---- MATERIAL SUPPLIED
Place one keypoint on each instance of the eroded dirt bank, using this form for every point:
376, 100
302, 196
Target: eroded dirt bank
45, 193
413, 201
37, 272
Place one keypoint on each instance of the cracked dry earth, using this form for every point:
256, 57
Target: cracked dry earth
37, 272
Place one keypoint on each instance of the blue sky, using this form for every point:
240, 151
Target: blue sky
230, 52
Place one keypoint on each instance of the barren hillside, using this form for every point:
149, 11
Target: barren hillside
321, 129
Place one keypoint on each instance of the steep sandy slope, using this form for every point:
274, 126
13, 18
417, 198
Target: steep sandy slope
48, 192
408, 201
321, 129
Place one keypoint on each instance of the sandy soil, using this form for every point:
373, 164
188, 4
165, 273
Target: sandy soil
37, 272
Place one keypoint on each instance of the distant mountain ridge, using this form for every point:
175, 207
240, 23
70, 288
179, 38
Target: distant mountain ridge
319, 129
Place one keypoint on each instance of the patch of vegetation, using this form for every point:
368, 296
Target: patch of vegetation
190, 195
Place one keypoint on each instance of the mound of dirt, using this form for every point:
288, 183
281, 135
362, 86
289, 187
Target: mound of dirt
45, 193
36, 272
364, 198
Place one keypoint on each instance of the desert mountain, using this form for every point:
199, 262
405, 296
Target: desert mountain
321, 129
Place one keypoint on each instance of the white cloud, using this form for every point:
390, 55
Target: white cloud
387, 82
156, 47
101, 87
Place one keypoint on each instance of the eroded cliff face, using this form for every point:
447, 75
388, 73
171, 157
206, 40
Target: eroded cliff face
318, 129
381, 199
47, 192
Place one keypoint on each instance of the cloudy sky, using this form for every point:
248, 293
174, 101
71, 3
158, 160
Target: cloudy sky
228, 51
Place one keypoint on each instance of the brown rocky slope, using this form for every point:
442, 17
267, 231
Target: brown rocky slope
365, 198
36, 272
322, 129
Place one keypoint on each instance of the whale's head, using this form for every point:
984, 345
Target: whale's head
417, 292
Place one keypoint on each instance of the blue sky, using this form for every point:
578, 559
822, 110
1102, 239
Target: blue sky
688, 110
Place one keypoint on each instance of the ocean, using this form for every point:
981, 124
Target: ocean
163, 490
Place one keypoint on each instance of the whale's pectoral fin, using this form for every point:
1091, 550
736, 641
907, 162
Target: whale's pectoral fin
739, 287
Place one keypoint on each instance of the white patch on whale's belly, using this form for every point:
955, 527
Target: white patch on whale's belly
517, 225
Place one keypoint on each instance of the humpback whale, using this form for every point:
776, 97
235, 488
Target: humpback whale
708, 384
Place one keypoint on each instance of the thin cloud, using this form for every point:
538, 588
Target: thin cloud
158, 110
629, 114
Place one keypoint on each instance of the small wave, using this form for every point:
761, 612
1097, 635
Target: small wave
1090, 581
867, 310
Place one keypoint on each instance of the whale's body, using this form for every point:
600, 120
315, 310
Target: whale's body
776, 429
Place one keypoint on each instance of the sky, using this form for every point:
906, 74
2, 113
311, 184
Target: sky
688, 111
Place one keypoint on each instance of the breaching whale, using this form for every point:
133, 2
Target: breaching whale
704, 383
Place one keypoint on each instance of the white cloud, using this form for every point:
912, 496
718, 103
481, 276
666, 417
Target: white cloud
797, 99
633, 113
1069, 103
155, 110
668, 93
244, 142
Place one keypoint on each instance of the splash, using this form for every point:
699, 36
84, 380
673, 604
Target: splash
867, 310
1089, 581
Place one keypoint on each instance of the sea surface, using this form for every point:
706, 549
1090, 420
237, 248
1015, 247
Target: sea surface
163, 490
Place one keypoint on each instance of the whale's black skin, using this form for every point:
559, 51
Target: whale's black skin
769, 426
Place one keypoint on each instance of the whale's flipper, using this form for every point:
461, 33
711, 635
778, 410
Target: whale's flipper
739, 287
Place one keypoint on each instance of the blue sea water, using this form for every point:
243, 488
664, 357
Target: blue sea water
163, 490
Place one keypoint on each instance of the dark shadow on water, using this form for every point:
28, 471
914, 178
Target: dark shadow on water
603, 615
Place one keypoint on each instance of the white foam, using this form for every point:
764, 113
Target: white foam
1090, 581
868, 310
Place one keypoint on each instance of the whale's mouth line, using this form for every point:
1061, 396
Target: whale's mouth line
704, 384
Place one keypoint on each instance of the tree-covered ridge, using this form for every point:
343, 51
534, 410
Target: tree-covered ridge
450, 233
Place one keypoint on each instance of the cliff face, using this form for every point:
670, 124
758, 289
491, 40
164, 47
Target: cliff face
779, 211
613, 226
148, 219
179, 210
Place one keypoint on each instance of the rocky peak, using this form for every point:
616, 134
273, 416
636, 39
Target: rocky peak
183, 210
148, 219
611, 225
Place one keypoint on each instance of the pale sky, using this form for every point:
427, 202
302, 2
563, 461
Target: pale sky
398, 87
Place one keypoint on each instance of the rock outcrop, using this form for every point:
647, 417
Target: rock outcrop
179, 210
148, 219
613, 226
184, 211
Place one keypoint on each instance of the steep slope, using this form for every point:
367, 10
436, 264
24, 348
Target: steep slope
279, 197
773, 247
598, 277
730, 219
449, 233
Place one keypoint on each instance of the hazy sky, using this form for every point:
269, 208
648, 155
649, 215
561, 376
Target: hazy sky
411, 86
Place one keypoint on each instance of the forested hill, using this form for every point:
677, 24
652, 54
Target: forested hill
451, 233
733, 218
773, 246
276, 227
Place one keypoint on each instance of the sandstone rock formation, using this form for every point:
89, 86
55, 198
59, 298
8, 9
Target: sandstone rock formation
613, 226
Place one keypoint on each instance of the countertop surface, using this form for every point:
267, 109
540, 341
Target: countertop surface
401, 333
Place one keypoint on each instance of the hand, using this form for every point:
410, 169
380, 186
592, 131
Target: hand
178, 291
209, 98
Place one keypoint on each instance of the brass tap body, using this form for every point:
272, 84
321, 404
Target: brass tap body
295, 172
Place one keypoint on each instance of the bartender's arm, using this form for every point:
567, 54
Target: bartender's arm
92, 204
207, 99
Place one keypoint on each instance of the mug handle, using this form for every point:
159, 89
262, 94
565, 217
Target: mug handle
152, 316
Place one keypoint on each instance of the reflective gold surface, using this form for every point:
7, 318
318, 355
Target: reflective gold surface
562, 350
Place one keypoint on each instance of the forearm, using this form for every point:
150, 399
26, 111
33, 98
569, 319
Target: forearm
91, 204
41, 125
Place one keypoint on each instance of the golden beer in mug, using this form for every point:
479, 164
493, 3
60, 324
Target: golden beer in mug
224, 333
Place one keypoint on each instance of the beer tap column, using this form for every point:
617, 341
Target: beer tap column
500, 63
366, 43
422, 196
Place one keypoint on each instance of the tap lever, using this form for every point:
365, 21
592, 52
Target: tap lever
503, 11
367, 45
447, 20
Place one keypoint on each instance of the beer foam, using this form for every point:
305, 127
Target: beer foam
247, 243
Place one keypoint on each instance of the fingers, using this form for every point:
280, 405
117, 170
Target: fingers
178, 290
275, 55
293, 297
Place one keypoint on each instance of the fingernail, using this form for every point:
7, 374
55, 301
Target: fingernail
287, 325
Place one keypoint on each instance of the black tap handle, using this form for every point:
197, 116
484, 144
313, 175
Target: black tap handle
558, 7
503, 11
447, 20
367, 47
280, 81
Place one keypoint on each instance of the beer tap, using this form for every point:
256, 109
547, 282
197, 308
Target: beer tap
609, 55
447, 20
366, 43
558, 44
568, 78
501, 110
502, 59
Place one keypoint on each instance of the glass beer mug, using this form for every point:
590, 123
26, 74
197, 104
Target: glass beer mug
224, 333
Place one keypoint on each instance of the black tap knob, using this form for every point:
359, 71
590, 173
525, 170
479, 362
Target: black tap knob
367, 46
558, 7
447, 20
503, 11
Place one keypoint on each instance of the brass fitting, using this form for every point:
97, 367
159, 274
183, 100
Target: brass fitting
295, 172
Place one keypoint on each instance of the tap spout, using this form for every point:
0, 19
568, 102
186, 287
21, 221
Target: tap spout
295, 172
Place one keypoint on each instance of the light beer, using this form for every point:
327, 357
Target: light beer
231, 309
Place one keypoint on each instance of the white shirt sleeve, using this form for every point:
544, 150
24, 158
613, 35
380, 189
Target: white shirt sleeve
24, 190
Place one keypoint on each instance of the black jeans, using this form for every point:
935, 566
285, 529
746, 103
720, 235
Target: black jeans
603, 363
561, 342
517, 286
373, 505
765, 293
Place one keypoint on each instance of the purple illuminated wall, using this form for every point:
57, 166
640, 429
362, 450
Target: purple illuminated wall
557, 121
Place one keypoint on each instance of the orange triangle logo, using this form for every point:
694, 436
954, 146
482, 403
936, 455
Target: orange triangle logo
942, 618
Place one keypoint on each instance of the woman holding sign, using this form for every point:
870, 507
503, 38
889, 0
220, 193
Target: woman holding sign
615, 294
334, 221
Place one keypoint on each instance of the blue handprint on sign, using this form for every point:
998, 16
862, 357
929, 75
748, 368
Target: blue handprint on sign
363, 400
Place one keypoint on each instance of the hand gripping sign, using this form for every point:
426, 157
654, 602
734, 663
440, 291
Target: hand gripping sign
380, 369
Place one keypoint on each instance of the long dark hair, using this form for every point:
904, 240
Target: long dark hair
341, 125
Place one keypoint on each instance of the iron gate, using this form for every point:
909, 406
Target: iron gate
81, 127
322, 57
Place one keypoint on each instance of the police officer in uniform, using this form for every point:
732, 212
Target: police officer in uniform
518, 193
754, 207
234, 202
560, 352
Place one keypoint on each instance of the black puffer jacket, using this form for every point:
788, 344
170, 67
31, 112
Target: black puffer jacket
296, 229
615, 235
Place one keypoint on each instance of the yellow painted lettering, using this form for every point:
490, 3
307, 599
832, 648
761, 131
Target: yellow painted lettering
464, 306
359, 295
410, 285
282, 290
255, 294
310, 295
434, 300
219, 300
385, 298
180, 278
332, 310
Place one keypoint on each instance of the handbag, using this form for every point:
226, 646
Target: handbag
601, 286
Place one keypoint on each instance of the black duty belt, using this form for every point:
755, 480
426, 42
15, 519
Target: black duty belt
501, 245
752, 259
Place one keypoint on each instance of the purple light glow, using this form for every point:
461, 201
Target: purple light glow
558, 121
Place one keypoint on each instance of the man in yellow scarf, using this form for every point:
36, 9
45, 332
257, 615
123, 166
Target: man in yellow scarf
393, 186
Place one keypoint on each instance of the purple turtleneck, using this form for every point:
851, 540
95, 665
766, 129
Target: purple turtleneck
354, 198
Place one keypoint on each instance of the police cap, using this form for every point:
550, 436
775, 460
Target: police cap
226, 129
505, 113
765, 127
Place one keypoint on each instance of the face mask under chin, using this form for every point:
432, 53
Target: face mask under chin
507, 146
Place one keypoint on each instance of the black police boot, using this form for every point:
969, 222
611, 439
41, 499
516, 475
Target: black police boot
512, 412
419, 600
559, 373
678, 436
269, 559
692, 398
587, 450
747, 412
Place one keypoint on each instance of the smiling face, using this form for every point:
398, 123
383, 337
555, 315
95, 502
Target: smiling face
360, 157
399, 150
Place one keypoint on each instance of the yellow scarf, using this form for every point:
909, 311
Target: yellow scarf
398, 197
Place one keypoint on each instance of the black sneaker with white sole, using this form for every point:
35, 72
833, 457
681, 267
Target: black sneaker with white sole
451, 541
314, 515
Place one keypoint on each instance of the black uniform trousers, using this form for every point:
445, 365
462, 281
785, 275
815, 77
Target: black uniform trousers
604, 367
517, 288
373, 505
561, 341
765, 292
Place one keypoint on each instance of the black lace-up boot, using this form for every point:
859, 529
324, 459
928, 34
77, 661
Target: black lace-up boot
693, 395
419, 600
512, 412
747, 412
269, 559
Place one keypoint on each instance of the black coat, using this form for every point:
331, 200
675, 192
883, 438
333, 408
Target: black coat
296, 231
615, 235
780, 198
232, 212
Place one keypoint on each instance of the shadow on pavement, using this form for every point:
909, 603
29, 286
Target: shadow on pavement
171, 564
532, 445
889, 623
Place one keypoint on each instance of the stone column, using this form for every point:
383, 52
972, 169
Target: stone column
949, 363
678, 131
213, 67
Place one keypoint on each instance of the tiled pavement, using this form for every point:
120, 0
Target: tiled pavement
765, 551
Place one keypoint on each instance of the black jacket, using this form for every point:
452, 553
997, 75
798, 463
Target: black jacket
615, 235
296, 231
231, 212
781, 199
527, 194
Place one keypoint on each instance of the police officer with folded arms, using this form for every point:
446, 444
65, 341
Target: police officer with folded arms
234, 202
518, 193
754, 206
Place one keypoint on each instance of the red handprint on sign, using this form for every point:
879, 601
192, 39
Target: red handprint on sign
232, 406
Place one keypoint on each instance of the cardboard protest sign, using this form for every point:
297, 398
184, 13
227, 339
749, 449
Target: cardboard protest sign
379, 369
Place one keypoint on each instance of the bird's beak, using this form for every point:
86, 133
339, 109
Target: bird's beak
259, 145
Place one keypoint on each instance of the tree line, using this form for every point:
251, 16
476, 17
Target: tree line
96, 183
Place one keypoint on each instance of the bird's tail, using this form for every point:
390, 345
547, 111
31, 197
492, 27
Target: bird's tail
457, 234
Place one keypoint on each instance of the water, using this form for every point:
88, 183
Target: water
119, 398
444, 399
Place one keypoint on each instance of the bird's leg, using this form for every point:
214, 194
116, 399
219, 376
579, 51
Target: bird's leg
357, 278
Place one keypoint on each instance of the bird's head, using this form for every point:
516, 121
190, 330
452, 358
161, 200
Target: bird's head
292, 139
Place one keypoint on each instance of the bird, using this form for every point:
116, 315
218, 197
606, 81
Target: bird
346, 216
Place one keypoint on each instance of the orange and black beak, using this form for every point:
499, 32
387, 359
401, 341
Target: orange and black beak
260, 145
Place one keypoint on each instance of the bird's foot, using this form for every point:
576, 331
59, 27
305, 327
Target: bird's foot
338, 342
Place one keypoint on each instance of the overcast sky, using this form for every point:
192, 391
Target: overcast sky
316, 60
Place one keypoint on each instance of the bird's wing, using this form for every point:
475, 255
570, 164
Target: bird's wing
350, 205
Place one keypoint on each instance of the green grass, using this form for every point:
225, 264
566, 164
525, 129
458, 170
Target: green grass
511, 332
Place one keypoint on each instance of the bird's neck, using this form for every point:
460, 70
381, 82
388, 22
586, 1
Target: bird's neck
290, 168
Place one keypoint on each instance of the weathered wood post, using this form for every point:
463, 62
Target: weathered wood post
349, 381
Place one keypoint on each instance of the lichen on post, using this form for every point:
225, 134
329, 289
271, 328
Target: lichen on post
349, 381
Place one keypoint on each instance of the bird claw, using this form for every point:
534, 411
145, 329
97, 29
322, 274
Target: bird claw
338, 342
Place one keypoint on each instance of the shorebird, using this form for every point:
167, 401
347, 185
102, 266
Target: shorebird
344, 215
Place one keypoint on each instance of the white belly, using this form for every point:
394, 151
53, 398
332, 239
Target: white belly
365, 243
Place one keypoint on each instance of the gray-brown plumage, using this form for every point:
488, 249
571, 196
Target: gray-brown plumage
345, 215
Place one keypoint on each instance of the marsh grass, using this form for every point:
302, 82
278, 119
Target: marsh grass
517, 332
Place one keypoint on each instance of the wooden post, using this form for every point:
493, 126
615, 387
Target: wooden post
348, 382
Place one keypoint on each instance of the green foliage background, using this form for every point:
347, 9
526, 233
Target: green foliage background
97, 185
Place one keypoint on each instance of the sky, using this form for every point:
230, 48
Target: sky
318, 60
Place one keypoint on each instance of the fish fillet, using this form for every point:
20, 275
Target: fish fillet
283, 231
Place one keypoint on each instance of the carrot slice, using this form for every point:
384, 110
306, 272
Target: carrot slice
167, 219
--------
> EXERCISE INSTRUCTIONS
Exactly as written, give the line containing "Place one keypoint on each instance of the green foliage" and all remaining lines of the records.

> ANSWER IN FULL
Place one keypoint on each instance of the green foliage background, using this form for every point:
347, 9
526, 233
Target: green foliage background
97, 185
Place one keypoint on each instance of the sky, using this form for every point:
230, 48
Target: sky
318, 60
Place one keypoint on each instance of the fish fillet, using this form for every point:
20, 275
Target: fish fillet
283, 231
Place one keypoint on each instance of the carrot slice, using this form for every point:
384, 110
306, 272
Target: carrot slice
167, 219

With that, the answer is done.